### LISTED RECORDS

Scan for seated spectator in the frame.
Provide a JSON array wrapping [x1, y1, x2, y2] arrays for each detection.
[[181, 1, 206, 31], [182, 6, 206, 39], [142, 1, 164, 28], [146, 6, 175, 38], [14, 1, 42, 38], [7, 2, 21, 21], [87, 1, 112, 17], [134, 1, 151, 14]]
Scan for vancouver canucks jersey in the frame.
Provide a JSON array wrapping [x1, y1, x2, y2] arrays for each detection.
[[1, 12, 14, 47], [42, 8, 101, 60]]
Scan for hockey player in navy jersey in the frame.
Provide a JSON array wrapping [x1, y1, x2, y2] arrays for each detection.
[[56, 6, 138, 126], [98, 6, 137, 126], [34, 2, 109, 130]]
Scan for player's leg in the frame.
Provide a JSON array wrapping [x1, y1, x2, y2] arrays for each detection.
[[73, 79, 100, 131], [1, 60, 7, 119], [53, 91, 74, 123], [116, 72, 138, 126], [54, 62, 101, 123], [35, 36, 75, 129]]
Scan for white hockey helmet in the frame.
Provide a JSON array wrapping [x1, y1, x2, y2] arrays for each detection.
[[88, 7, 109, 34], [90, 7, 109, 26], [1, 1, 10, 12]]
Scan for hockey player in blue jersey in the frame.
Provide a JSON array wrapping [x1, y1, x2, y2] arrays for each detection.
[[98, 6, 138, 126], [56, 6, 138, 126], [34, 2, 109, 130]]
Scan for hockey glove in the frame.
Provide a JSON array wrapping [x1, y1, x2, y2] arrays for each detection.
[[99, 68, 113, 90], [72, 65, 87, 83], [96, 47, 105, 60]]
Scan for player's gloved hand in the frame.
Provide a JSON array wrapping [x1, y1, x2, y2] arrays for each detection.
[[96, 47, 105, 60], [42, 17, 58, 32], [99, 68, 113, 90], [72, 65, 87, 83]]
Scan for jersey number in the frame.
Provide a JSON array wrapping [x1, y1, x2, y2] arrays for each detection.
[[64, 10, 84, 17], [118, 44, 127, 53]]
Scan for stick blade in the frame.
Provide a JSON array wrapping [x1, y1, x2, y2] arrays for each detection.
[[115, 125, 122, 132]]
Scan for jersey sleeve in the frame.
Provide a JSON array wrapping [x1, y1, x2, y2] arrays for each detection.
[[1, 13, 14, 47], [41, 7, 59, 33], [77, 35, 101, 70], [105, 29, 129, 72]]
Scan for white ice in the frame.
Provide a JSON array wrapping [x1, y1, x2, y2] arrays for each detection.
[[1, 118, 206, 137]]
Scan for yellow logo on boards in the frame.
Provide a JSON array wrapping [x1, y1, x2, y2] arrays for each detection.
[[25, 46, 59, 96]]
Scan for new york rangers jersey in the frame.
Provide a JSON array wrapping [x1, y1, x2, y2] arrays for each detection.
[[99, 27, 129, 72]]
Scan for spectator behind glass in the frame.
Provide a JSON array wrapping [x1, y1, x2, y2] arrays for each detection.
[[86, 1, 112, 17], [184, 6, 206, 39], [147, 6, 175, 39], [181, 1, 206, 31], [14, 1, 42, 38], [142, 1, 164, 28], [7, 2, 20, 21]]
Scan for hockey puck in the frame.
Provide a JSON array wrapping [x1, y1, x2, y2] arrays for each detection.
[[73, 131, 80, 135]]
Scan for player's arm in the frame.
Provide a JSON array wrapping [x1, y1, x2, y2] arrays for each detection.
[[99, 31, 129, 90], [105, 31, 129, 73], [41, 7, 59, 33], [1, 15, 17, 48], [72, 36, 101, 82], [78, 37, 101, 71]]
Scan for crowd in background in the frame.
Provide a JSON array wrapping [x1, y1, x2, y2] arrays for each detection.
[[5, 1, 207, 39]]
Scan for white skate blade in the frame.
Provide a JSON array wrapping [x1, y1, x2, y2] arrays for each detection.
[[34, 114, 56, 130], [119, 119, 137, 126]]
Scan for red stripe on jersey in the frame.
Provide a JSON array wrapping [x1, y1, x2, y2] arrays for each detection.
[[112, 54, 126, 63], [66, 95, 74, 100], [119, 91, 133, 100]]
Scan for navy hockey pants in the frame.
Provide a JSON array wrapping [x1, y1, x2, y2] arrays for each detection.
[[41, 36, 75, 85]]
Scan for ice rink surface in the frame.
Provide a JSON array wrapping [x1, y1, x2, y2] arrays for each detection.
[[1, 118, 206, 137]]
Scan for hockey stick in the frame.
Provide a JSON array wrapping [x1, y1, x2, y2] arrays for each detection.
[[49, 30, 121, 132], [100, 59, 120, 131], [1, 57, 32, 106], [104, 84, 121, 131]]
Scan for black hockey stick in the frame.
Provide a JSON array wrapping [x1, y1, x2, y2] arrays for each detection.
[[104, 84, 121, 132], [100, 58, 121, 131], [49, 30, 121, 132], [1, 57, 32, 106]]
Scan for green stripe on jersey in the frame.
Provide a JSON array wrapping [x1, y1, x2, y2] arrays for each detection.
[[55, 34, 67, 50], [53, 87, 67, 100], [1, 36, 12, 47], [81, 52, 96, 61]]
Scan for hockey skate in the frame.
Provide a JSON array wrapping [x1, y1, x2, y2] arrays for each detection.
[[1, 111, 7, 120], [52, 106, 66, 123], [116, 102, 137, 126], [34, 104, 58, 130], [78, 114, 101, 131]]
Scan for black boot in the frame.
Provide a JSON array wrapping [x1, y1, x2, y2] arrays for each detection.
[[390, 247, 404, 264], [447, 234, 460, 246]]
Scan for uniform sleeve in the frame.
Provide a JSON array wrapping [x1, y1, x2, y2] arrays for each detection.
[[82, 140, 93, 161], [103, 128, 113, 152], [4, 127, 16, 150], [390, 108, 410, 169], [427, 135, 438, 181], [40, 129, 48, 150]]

######

EXERCISE DETAILS: Search the material above for "skate". Pull out each line where it shows up.

RESULT OF THIS TASK:
Scan for white skate blade in the frame.
Scan for hockey skate in the frame.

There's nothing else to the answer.